Article:
Proper authority and market monitoring and mitigation could make the system work.

 

In the last few years we have watched appalled as the western U.S. electricity markets collapsed, taking with them the solvency and viability of several very large participants, including the California Power Exchange (PX).

In August, we watched in disbelief as blackouts spread almost instantaneously through New York, Canada, and the Midwest, leaving millions stranded without electricity for hours and days. There is a common thread. Today the Federal Energy Regulatory Commission (FERC) lacks clear statutory authority under the Federal Power Act (FPA) to do the tasks most policy-makers expect it to do: (1) regulate markets (though it has authority to regulate prices);

(2) ensure the reliability of the electric transmission system; and (3) ensure the adequacy of the nation's supply of generation. Moreover, the combination of the physical development of the system on a multi-state regional basis, and constitutional limitations, make it impracticable to assume states can effectively provide that authority.

Technology and economics have moved the industry far beyond the point where the state/federal division of 1935 can work. When there is less-than-robust demand response and unequal bargaining power between buyers and sellers, market behavior rules are required, but regulators need to have the right authority to craft effective rules. That authority does not currently exist for FERC in the Federal Power Act (FPA), and the issue of federal pre-emption makes it impracticable to assume states can effectively provide that authority.

Extracted records:
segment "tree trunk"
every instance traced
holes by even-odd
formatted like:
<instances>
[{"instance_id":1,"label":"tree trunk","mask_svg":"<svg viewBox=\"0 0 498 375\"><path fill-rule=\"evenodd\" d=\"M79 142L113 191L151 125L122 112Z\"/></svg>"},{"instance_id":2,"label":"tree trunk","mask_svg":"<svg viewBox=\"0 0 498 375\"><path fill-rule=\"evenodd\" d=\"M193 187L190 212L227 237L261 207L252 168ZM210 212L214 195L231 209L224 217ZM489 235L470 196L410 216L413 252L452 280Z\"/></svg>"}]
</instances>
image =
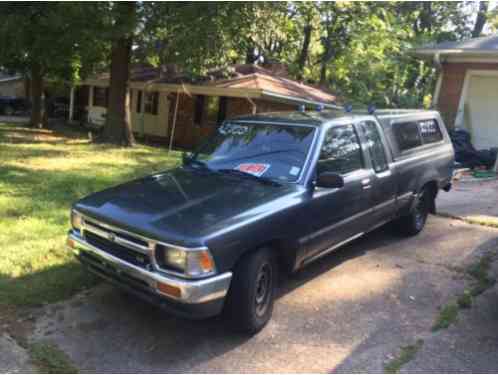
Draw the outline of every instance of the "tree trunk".
<instances>
[{"instance_id":1,"label":"tree trunk","mask_svg":"<svg viewBox=\"0 0 498 375\"><path fill-rule=\"evenodd\" d=\"M482 29L484 29L484 25L486 24L488 12L488 2L480 1L479 2L479 12L477 13L476 23L474 24L474 29L472 30L472 38L477 38L481 35Z\"/></svg>"},{"instance_id":2,"label":"tree trunk","mask_svg":"<svg viewBox=\"0 0 498 375\"><path fill-rule=\"evenodd\" d=\"M44 106L42 103L43 75L39 64L31 66L31 126L43 127Z\"/></svg>"},{"instance_id":3,"label":"tree trunk","mask_svg":"<svg viewBox=\"0 0 498 375\"><path fill-rule=\"evenodd\" d=\"M320 66L320 86L324 86L327 81L327 64L332 58L332 42L330 41L330 36L322 39L323 55L322 62Z\"/></svg>"},{"instance_id":4,"label":"tree trunk","mask_svg":"<svg viewBox=\"0 0 498 375\"><path fill-rule=\"evenodd\" d=\"M135 3L117 3L121 13L116 19L116 27L132 31L133 20L136 14ZM131 130L130 121L130 91L128 80L130 75L130 60L132 33L123 33L112 42L111 47L111 77L109 83L109 102L107 117L102 140L121 146L133 146L135 137Z\"/></svg>"},{"instance_id":5,"label":"tree trunk","mask_svg":"<svg viewBox=\"0 0 498 375\"><path fill-rule=\"evenodd\" d=\"M306 65L306 61L308 60L308 50L311 41L311 31L313 30L313 26L310 23L306 24L303 28L304 40L303 47L301 48L301 53L299 54L299 59L297 61L298 73L297 79L301 80L304 76L304 67Z\"/></svg>"},{"instance_id":6,"label":"tree trunk","mask_svg":"<svg viewBox=\"0 0 498 375\"><path fill-rule=\"evenodd\" d=\"M247 47L246 49L246 64L254 64L258 61L259 56L256 55L254 46Z\"/></svg>"}]
</instances>

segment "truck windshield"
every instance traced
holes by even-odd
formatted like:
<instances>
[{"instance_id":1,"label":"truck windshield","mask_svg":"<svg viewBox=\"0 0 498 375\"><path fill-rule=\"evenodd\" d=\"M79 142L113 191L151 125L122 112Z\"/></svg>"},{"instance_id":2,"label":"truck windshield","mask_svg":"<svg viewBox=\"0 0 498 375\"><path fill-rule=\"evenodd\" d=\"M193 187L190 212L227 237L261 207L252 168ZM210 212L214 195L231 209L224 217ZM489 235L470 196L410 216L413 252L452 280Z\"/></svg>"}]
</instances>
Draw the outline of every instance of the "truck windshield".
<instances>
[{"instance_id":1,"label":"truck windshield","mask_svg":"<svg viewBox=\"0 0 498 375\"><path fill-rule=\"evenodd\" d=\"M296 181L310 151L311 126L225 123L192 156L193 166Z\"/></svg>"}]
</instances>

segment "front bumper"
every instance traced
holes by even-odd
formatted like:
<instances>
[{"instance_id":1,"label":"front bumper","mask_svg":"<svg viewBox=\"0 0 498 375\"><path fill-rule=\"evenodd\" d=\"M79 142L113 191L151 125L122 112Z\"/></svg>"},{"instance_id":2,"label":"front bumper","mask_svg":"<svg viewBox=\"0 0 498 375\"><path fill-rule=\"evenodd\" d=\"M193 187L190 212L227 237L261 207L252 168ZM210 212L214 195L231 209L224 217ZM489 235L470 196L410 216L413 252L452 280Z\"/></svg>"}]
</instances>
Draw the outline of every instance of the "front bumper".
<instances>
[{"instance_id":1,"label":"front bumper","mask_svg":"<svg viewBox=\"0 0 498 375\"><path fill-rule=\"evenodd\" d=\"M231 272L225 272L206 279L185 280L149 271L98 249L73 232L68 235L68 247L89 271L164 310L188 318L219 314L232 278ZM180 296L164 295L158 290L160 283L179 289Z\"/></svg>"}]
</instances>

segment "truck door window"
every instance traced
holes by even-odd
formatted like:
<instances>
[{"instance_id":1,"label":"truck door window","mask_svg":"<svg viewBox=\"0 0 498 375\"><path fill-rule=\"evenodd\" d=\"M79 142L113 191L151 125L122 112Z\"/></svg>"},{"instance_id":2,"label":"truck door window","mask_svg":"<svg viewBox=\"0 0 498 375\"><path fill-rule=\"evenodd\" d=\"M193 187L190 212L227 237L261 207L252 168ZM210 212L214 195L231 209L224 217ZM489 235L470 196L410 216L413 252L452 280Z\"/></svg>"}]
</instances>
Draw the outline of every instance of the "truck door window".
<instances>
[{"instance_id":1,"label":"truck door window","mask_svg":"<svg viewBox=\"0 0 498 375\"><path fill-rule=\"evenodd\" d=\"M419 121L420 134L424 140L424 144L436 143L443 140L443 134L436 120Z\"/></svg>"},{"instance_id":2,"label":"truck door window","mask_svg":"<svg viewBox=\"0 0 498 375\"><path fill-rule=\"evenodd\" d=\"M347 174L362 168L360 142L353 125L329 129L320 150L318 173Z\"/></svg>"},{"instance_id":3,"label":"truck door window","mask_svg":"<svg viewBox=\"0 0 498 375\"><path fill-rule=\"evenodd\" d=\"M394 135L400 151L410 150L422 145L422 139L416 122L400 122L393 125Z\"/></svg>"},{"instance_id":4,"label":"truck door window","mask_svg":"<svg viewBox=\"0 0 498 375\"><path fill-rule=\"evenodd\" d=\"M386 151L380 137L379 129L375 122L365 121L360 124L362 134L368 147L368 153L372 159L372 166L376 173L389 169L387 165Z\"/></svg>"}]
</instances>

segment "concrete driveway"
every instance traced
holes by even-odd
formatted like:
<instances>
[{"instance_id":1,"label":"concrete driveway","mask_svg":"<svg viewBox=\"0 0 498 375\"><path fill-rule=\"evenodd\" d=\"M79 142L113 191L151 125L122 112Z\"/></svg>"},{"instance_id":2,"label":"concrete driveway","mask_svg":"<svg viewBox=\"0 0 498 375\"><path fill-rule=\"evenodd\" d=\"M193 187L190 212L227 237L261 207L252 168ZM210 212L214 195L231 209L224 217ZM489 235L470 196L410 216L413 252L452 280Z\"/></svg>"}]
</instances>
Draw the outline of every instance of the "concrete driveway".
<instances>
[{"instance_id":1,"label":"concrete driveway","mask_svg":"<svg viewBox=\"0 0 498 375\"><path fill-rule=\"evenodd\" d=\"M486 332L464 330L487 340L450 340L462 346L455 353L437 341L451 329L431 332L438 308L467 282L461 267L491 249L498 230L431 217L417 237L383 228L284 278L272 321L253 337L219 318L165 315L102 285L47 306L31 340L55 343L82 372L383 372L418 339L424 344L406 365L411 372L496 372L498 314L490 313ZM482 351L494 354L483 359Z\"/></svg>"},{"instance_id":2,"label":"concrete driveway","mask_svg":"<svg viewBox=\"0 0 498 375\"><path fill-rule=\"evenodd\" d=\"M449 193L438 195L437 208L454 217L481 218L498 225L498 180L454 181Z\"/></svg>"}]
</instances>

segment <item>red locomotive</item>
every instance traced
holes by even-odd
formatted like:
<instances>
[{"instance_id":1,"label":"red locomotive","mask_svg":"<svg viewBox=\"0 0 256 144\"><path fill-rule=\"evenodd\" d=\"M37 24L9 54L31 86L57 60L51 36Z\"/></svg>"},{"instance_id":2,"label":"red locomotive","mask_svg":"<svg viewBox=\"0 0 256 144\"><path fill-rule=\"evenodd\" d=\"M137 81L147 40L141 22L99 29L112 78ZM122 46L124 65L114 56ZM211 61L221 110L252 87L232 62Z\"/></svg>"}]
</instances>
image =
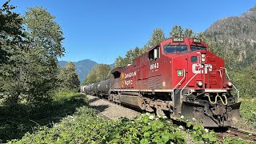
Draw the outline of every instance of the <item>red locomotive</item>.
<instances>
[{"instance_id":1,"label":"red locomotive","mask_svg":"<svg viewBox=\"0 0 256 144\"><path fill-rule=\"evenodd\" d=\"M111 73L114 78L82 91L158 115L196 118L208 127L230 126L239 120L239 96L231 94L234 86L224 60L200 39L169 38Z\"/></svg>"}]
</instances>

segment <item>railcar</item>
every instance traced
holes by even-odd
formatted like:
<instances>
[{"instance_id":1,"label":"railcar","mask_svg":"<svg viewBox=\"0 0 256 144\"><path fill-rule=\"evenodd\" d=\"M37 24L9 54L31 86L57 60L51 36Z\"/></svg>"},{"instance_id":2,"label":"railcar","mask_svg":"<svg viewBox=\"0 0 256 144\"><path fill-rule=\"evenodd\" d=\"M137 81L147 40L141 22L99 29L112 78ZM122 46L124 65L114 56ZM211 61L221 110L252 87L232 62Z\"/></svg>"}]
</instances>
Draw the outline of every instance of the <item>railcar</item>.
<instances>
[{"instance_id":1,"label":"railcar","mask_svg":"<svg viewBox=\"0 0 256 144\"><path fill-rule=\"evenodd\" d=\"M114 102L206 127L231 126L240 118L239 93L224 60L200 39L166 39L111 74L110 82L99 83Z\"/></svg>"}]
</instances>

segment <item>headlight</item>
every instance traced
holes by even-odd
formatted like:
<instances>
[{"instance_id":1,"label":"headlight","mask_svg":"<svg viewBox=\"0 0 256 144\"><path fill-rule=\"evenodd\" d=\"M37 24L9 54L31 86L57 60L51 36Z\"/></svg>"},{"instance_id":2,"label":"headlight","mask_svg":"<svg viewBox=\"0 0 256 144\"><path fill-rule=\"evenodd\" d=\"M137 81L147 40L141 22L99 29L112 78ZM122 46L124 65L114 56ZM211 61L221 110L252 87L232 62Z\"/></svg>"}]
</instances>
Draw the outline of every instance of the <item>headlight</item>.
<instances>
[{"instance_id":1,"label":"headlight","mask_svg":"<svg viewBox=\"0 0 256 144\"><path fill-rule=\"evenodd\" d=\"M230 82L226 82L226 86L229 87L232 87L233 84Z\"/></svg>"},{"instance_id":2,"label":"headlight","mask_svg":"<svg viewBox=\"0 0 256 144\"><path fill-rule=\"evenodd\" d=\"M198 84L198 86L199 87L202 87L202 82L201 82L201 81L198 81L198 82L197 82L197 84Z\"/></svg>"},{"instance_id":3,"label":"headlight","mask_svg":"<svg viewBox=\"0 0 256 144\"><path fill-rule=\"evenodd\" d=\"M206 58L206 54L201 54L201 57L202 57L202 58Z\"/></svg>"},{"instance_id":4,"label":"headlight","mask_svg":"<svg viewBox=\"0 0 256 144\"><path fill-rule=\"evenodd\" d=\"M206 58L202 58L201 60L202 60L202 62L206 62Z\"/></svg>"}]
</instances>

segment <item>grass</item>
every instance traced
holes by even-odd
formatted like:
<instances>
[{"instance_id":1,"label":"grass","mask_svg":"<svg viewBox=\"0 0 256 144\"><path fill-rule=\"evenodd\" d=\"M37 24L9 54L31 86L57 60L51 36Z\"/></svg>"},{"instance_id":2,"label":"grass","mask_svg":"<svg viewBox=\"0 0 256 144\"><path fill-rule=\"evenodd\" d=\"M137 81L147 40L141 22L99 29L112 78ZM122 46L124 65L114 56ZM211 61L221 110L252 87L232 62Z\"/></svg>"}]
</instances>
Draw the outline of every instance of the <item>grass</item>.
<instances>
[{"instance_id":1,"label":"grass","mask_svg":"<svg viewBox=\"0 0 256 144\"><path fill-rule=\"evenodd\" d=\"M31 107L26 104L0 106L0 143L22 138L35 127L52 127L62 118L72 115L76 108L86 105L84 95L73 92L58 93L53 101Z\"/></svg>"},{"instance_id":2,"label":"grass","mask_svg":"<svg viewBox=\"0 0 256 144\"><path fill-rule=\"evenodd\" d=\"M241 101L241 122L238 126L256 132L256 99L246 97Z\"/></svg>"}]
</instances>

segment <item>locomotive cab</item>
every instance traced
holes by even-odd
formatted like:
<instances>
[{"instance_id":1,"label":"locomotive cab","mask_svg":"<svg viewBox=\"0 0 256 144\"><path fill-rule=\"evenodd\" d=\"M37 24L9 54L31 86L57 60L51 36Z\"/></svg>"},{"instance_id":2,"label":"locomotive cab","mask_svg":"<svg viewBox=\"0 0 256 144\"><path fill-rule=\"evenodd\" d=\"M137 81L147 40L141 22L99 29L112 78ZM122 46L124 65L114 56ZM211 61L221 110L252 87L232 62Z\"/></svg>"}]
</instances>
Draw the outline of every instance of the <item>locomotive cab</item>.
<instances>
[{"instance_id":1,"label":"locomotive cab","mask_svg":"<svg viewBox=\"0 0 256 144\"><path fill-rule=\"evenodd\" d=\"M200 39L166 39L111 74L114 79L106 90L114 102L158 115L196 118L208 127L230 126L239 120L241 102L231 94L235 87L224 60Z\"/></svg>"}]
</instances>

Exercise brief:
Copy out the full passage above on FERC's lack of authority over electricity markets, word for word.

Worked solution:
Proper authority and market monitoring and mitigation could make the system work.

 

In the last few years we have watched appalled as the western U.S. electricity markets collapsed, taking with them the solvency and viability of several very large participants, including the California Power Exchange (PX).

In August, we watched in disbelief as blackouts spread almost instantaneously through New York, Canada, and the Midwest, leaving millions stranded without electricity for hours and days. There is a common thread. Today the Federal Energy Regulatory Commission (FERC) lacks clear statutory authority under the Federal Power Act (FPA) to do the tasks most policy-makers expect it to do: (1) regulate markets (though it has authority to regulate prices);

(2) ensure the reliability of the electric transmission system; and (3) ensure the adequacy of the nation's supply of generation. Moreover, the combination of the physical development of the system on a multi-state regional basis, and constitutional limitations, make it impracticable to assume states can effectively provide that authority.

Technology and economics have moved the industry far beyond the point where the state/federal division of 1935 can work. When there is less-than-robust demand response and unequal bargaining power between buyers and sellers, market behavior rules are required, but regulators need to have the right authority to craft effective rules. That authority does not currently exist for FERC in the Federal Power Act (FPA), and the issue of federal pre-emption makes it impracticable to assume states can effectively provide that authority.